=== ENTRIES SHOWN ===
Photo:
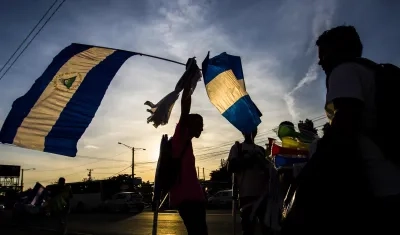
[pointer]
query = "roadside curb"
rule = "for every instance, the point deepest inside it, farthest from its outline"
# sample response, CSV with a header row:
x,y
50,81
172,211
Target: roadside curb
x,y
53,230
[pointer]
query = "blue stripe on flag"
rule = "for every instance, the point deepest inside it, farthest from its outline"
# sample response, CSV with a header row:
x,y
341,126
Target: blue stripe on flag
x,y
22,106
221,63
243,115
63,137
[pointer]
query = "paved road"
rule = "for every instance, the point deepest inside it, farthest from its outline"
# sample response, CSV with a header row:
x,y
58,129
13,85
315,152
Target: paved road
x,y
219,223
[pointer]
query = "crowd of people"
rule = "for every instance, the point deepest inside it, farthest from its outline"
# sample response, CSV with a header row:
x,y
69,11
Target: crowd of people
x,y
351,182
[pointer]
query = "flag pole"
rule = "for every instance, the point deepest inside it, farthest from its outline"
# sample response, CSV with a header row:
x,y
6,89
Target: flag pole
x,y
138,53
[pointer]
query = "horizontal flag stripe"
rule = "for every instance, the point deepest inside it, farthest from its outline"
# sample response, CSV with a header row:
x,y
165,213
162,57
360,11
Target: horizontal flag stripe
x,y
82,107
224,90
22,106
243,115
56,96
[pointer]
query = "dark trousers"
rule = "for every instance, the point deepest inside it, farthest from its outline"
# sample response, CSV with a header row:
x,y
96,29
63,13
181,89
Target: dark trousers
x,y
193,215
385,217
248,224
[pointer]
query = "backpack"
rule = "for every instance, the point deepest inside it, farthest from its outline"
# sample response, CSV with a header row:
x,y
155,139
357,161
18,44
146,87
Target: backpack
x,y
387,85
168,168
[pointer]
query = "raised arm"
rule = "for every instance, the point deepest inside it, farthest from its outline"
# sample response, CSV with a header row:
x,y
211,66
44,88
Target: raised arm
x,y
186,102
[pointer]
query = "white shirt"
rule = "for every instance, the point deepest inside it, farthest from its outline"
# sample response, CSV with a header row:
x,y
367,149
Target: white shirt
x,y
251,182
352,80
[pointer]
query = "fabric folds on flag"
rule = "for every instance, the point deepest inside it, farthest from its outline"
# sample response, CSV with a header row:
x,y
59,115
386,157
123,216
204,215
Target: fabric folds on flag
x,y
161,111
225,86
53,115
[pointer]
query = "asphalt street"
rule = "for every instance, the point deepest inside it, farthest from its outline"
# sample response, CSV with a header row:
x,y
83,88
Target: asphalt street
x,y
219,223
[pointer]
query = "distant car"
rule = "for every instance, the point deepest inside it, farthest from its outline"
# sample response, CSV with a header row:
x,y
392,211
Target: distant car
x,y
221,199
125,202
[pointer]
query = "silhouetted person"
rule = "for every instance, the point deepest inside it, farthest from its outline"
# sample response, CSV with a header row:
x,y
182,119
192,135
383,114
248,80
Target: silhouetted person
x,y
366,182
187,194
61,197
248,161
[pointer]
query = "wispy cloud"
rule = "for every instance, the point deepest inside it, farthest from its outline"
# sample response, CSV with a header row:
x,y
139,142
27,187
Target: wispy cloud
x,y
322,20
===
Your copy should match every record exactly and contain no pictures.

Photo:
[pointer]
query = "roadside curb"
rule = "for every instance, the point deepest inside it, farthest from its outline"
# sample response, CSV with a header row:
x,y
50,81
172,211
Target: roadside curb
x,y
53,230
[pointer]
query = "blue stripe on flag"
rule = "for every instance, the point deepest inside it, farthest from its outline"
# sample response, CSV with a header row:
x,y
341,126
Target: blue stripe on flag
x,y
22,106
221,63
243,115
63,137
[pointer]
query = "paved road"
rule = "for every instance, the point deepest inside it, farthest from its outline"
# sample response, CSV with a header row:
x,y
58,129
13,85
315,152
Target: paved road
x,y
219,223
[pointer]
query = "crowd of people"
rule = "for every instance, the point deepest inside it, farthest from its outline"
# sample response, CSV with a header row:
x,y
69,11
Target: crowd of people
x,y
351,182
[pointer]
query = "flag pole"
rule = "for every instance, the point deepest inside it, farthest from its outline"
# sample response, CSV with a header row:
x,y
6,89
Target: flag pole
x,y
138,53
[pointer]
query = "horizontal flag stripe"
rule = "for every instance, the point deepest inside it, farthest from its outline"
# sample response, CSV with a header row:
x,y
165,213
162,57
360,11
Target: horizontal flag stripe
x,y
82,107
224,90
22,106
243,115
56,96
[pointer]
query = "dark trousers"
rule = "for every instance, the point deepest inside it, farthest from its outline"
# sample response, CSV with a header row:
x,y
96,29
63,13
181,89
Target: dark trousers
x,y
193,215
385,217
248,224
[pointer]
query = "backpack"
rule = "for every instance, the point deepest inside it, farthest from its outline"
# sample response, CSV with a header row:
x,y
155,139
357,161
18,44
146,87
Target: backpack
x,y
387,85
168,168
[pointer]
query = "raised arm"
rule = "for every instance, the point deepest inside it, farthest from its outline"
# sample response, CSV with a header row:
x,y
211,66
44,88
Target: raised arm
x,y
186,102
[pointer]
query = "white shirt"
rule = "for every instance, the point deepest inside it, farthest from its outline"
# sample response, CSV with a header row:
x,y
367,149
Target: white shirt
x,y
251,182
352,80
[pointer]
query = "fabric folds on flag"
rule = "for every instance, the point deepest inside it, farthest from its outline"
# sample response, CSV with a header row:
x,y
59,115
386,157
123,216
204,215
Target: fabric folds on flag
x,y
161,111
225,86
53,115
[pointer]
query = "asphalt street"
rule = "for every instance, the point deepest inside it, farthest from its outline"
# sample response, CSV with a header row:
x,y
83,88
Target: asphalt street
x,y
219,223
[pointer]
query = "distant car"
rule = "for every instance, the point deepest inside it, farthest from its outline"
# sample response, CSV with a header row:
x,y
392,211
Target: distant car
x,y
221,199
125,202
[pointer]
query = "silhouetted person"
rule = "for every instance, the point deepest inside it, farthest from its outline"
# sample response, CSV with a header row:
x,y
182,119
192,135
383,114
248,80
Target: silhouetted person
x,y
366,182
187,194
61,197
248,161
[pointer]
query = "wispy cloud"
rule = "for every instance, the point deepest inside it, farthest from its outline"
# sample response, CSV with a header row:
x,y
139,142
27,187
Target: wispy cloud
x,y
322,20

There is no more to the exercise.